**Task to complete**
Lines from the top of the entries down to the line with "# the even-odd rule decides holes" must be set down exactly as they stand, with both ends retained.

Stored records

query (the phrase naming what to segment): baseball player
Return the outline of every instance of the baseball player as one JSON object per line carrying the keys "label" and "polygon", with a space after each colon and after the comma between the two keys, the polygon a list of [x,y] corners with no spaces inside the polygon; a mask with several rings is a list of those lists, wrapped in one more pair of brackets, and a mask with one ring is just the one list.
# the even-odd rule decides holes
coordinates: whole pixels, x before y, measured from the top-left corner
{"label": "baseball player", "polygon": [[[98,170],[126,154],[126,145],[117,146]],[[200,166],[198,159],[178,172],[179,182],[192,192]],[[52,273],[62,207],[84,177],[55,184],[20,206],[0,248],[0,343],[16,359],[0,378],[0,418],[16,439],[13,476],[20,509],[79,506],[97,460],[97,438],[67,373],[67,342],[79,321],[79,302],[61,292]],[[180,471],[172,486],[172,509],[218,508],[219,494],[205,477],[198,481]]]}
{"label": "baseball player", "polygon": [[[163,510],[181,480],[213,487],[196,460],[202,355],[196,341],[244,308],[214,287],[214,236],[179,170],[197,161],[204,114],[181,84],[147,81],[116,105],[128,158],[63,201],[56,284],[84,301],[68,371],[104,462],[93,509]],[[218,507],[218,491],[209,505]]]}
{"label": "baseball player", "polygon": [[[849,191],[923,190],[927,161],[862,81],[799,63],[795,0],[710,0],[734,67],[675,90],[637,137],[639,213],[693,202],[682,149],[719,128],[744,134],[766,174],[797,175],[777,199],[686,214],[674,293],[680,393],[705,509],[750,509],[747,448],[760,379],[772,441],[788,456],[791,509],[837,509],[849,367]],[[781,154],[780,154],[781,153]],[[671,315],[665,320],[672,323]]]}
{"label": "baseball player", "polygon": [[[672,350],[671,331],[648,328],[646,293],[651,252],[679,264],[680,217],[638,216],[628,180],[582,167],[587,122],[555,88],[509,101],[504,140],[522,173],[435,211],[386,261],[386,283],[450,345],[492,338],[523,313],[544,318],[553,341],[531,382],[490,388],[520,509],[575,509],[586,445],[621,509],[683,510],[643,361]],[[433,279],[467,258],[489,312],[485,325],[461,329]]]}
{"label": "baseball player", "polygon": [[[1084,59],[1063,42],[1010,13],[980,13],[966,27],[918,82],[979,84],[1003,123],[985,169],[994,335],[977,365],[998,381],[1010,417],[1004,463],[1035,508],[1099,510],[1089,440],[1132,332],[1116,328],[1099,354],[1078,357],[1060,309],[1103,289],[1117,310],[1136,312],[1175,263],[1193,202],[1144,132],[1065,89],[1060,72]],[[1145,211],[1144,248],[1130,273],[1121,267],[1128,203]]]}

**Solved exercise**
query (the phrase naming what to segment): baseball player
Return the outline of every instance of the baseball player as one JSON object per line carrying the keys "label" and "polygon", with a space after each colon and after the comma between the two keys, the polygon a list of [x,y] corners with no spaces inside the polygon; a mask with several rings is a list of those lists, wrapped in one more pair of brackets, and a mask with one ring is just the one list.
# the even-odd rule decides holes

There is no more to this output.